§ **Ejercicio propuesto 1**:
Según el texto sobre Bélgica y la nota alemana, ¿en qué fecha llegó esa nota a manos del rey Alberto?

§ **Texto**:
____________

Mientras los cañones del 420 eran colocados, el gobierno alemán hizo un último esfuerzo para persuadir a Bélgica de que permitiera el paso por su territorio. El 9 de agosto, el señor Gerard fue encargado de dar una nota a su colega en Bruselas para que fuera entregada al gobierno belga: «Ahora que el Ejército belga ha demostrado su honor por su heroica resistencia frente a una fuerza muy superior, el gobierno alemán ruega al rey de los belgas y a su gobierno que le ahorre a Bélgica los futuros horrores de la guerra», decía la nota. Alemania estaba dispuesta a concertar cualquier compromiso con Bélgica, si permitía el paso libre de sus soldados, y daría su «solemne garantía» de que no tenía la menor intención de quedarse con territorio belga y que evacuaría su territorio tan pronto como se lo permitiera el futuro curso de la guerra. Tanto los ministros americanos en Bruselas como los de La Haya se negaron a ser portadores de tales mensajes, pero a través del gobierno holandés llegó a manos del rey Alberto el 12 de agosto. Como es natural, la rechazó.
Su firmeza, a la vista de la enormidad de la amenaza sobre su país, resultaba incluso increíble para sus propios aliados. Nadie había confiado en aquel heroísmo por parte de Bélgica. «Sí, nos vimos obligados a reaccionar así», dijo el rey Alberto poco después de la guerra, en respuesta a las palabras de un estadista francés que alababa su actitud. En 1914 los franceses todavía tenían sus dudas, y el 8 de agosto se mandó al subsecretario de Asuntos Exteriores, el señor Berthelot, para entrevistarse con el rey y saber con seguridad lo que había de cierto en el rumor que circulaba de que el rey estaba dispuesto a hacer las paces con Alemania. Berthelot fue encargado de la desagradecida misión de explicarle al rey que Francia haría todo lo que estuviera en su mano para ayudar a Bélgica, pero que no admitía ninguna interferencia en sus propios planes de operaciones. Alberto trató nuevamente de hacer comprender a los franceses que los alemanes mandarían su impresionante ala derecha a través de Flandes. Dijo que para evitar el aniquilamiento por fuerzas muy superiores, el Ejército belga podría tener que replegarse a la zona fortificada de Amberes, con la intención de pasar a la ofensiva cuando tuviera la certeza de la presencia de las fuerzas aliadas.

____________

§ **Entradas proporcionadas**:
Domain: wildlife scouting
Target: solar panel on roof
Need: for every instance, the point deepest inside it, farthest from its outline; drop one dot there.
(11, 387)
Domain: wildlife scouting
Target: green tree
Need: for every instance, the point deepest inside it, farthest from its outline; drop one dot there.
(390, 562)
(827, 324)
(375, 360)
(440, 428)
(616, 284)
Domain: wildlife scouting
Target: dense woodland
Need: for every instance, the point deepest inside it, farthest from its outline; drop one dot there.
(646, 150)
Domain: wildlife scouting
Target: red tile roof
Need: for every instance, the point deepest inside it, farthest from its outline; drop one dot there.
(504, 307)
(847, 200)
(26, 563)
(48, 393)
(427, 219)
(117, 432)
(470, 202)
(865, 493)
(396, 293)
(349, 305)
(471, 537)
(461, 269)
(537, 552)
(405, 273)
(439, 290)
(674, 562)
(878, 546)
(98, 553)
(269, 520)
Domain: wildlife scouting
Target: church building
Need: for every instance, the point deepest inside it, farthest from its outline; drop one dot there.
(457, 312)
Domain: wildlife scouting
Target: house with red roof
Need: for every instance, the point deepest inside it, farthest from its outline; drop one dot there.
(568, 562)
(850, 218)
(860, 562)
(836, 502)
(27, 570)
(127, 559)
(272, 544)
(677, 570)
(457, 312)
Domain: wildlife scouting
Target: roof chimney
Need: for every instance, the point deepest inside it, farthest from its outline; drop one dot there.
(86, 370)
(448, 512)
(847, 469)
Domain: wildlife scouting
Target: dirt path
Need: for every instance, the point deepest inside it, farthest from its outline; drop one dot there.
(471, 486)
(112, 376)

____________

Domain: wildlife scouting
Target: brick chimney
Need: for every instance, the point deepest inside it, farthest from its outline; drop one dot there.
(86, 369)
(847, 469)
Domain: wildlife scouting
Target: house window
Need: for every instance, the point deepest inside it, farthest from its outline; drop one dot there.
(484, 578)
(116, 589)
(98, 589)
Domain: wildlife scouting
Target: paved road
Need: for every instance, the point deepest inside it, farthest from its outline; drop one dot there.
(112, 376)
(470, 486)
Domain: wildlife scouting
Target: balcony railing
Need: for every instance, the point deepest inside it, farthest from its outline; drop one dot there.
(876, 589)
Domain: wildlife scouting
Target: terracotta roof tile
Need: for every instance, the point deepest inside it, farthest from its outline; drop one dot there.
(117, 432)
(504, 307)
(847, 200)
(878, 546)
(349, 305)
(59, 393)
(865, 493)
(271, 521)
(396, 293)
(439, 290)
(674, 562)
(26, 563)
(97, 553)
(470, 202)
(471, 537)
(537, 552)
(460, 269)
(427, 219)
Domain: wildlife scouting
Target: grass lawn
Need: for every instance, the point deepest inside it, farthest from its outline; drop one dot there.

____________

§ **Ejercicio propuesto 2**:
Cuenta, por favor, cuántas líneas de las entradas contienen la cadena "tile", teniendo en cuenta mayúsculas y minúsculas. Responde solo con el número.

§ **Resultado obtenido 1**:
El 12 de agosto.

§ **Resultado obtenido 2**:
2